Yemen’s Shiite militia sent reinforcements south and clashed with local fighters on Monday after the United Nations warned the country is on the brink of a protracted civil war.
Security sources said the militiamen, known as Houthis, had sent several thousand troops south and fought with local Sunni tribes as they approached the main southern city of Aden, where President Abed Rabbo Mansour Hadi took refuge after fleeing the capital last month.
On Sunday the militia seized the airport and a nearby military base in Taez, Yemen’s third-largest city which is just 180 km north of Aden and seen as a strategic entry point to Hadi’s southern refuge.
The UN Security Council voiced its support for Hadi, with UN envoy Jamal Benomar warning that without immediate action the country will slide into “further violence and dislocation.”

TASKS TO CARRY OUT
a – Pick out every line of the records that contains the word "flower" and copy those lines.
b – Please extend the report on the Houthi advance in Yemen, picking up right after its final sentence.

RECORDS SHOWN
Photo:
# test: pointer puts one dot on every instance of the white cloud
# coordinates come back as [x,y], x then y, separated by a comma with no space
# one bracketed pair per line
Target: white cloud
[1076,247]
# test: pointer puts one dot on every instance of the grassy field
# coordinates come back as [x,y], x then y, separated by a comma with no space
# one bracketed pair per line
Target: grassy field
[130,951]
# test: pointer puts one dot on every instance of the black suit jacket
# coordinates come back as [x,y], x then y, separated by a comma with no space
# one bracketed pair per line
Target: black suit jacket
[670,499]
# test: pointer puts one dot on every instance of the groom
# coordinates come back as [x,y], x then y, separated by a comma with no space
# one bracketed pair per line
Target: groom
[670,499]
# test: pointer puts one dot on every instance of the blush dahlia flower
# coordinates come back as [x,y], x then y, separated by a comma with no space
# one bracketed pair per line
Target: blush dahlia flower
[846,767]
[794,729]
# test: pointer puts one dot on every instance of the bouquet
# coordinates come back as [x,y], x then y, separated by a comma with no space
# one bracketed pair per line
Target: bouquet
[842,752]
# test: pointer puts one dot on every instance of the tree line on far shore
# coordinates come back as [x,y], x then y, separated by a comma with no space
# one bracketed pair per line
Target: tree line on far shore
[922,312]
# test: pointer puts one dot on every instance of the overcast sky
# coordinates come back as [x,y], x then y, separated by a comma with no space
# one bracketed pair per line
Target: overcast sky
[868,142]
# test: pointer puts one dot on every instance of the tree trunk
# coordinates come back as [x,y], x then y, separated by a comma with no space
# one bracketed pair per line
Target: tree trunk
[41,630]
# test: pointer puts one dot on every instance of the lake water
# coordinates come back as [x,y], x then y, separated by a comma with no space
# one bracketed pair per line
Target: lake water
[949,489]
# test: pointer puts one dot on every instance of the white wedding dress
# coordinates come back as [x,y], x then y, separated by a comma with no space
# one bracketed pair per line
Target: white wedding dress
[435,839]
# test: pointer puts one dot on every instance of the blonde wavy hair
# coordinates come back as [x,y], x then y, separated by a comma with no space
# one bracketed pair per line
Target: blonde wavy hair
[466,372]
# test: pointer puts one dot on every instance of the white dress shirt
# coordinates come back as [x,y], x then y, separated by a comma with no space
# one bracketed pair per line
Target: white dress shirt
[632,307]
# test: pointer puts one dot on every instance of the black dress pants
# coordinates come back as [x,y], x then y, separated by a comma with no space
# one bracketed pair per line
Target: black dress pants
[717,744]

EXPECTED OUTPUTS
a –
# test: pointer puts one dot on every instance of the blush dahlia flower
Target: blush dahlia flower

b –
“(Recent events) seem to be leading Yemen to the edge of a civil war,” Benomar told the meeting by video link from Qatar, warning of a protracted crisis like “a Libya-Syria combined scenario.”
The Houthis seized Sanaa in September and have been expanding their territory, clashing with Hadi loyalists, local tribes and Sunni groups including Al-Qaeda.
The Houthis have also sent some 5,000 militiamen and more than 80 tanks to an area of neighboring Ibb province that is about 30 km northeast of Taez, local and military sources said.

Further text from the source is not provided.